Page extract
-- START --

It's true that you can get the files out with low-level tools, but none of
the standard lcg-* and edg-rm things will work, and nor will jobs with input
files specified - and they will stop working for all users and all VOs. I
don't see any reason to do that, if you leave it in the info system a full
SE will still work perfectly well for file reads (at least assuming the
storage isn't shared with the root partition, which people have done from
time to time, in which case the machine will probably crash).

> Anyway, I am not really insisting on removing SEs from the infosystem;
> but do you know of any LCG tool or method that makes use of the
> published free space?

No, and I agree that it's something that should be in - I've been lobbying
for this kind of thing for a long time but there were always other things
considered more important ... however, it isn't that hard to put it in your
own code. Also you are supposed to be able to put a requirement on a minimum
free space on the close SE in the JDL, the so-called gang-matching, although
I'm not 100% certain that it works.

> And you actually mentioned yourself that what is
> published is the overall space, not a per-VO quota. I'm suggesting a
> least damaging solution (in my opinion), and I'm willing to discuss
> alternatives.

What the schema publishes is the free space per VO, but what that means
depends on the SE; some have a separate partition for each VO, some have all
VOs in one, and some have a mixture, e.g. a dedicated partition for "major"
VOs at that site and a single one for everyone else. [1] There's no explicit
way to know which it is, one of the many defects in the schema, but in
practice if two SAs have exactly the same free space you can assume that
they're shared - I believe that some of the monitoring tools make that
assumption. Chris Brew was suggesting putting VO quotas on a single
partition and hacking the info provider to return the remaining quota as the
free space.

[1] That may also be a significant point in itself, a site may provide a
large amount of dedicated space for cms if they are funded for cms, while
only giving atlas a bit of shared space as a courtesy.

> A full *system* partition is  fatal, but I am
> sure nobody has storage area and system area on the same partition.

I seem to remember that was the default EDG configuration at one time, but
we fixed it there and I hope no-one in LCG is doing it.

> BTW, the reported free space is useless for yet another
> reason: imagine
> there's 10 GB reported free, and 10 jobs read this information
> simultaneously (and they do, even more than 10), and duly start
> uploading a 2GB file each. Guess what will happen. Right, all
> will fail.

You certainly can't assume that you won't get any errors just because there
seems to be space, but if you know there isn't enough space there isn't much
point trying! Of course, it would be nice to have data management tools
which would automate it all.

>   Meanwhile, the SE GRIS will time out because the system will get
> overloaded with 10 multithreaded transfers, and 10 more jobs
> will still
> see the 2 GB free because this is what will be cached in the BDII. And
> so on. Ain't that cool.

Well, that's somewhat a different matter; it's certainly possible to
completely flatten an SE by doing many concurrent transfers, but that's true
whether it's full or empty. If the GRIS goes away I think the BDII will lose
it within a minute or two, so that's at least somewhat failsafe.

-- END --

Description of the task
Reproduce the email reply starting with "VOs at that" and going on through "the same partition.", swapping "partition" for "volume" throughout. Work only from the email reply.

Data

-- START --

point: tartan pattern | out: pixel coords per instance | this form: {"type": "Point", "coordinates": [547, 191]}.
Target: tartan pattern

-- END --

The reply
VOs at that site and a single one for everyone else. [1] There's no explicit
way to know which it is, one of the many defects in the schema, but in
practice if two SAs have exactly the same free space you can assume that
they're shared - I believe that some of the monitoring tools make that
assumption. Chris Brew was suggesting putting VO quotas on a single
volume and hacking the info provider to return the remaining quota as the
free space.

[1] That may also be a significant point in itself, a site may provide a
large amount of dedicated space for cms if they are funded for cms, while
only giving atlas a bit of shared space as a courtesy.

> A full *system* volume is  fatal, but I am
> sure nobody has storage area and system area on the same volume.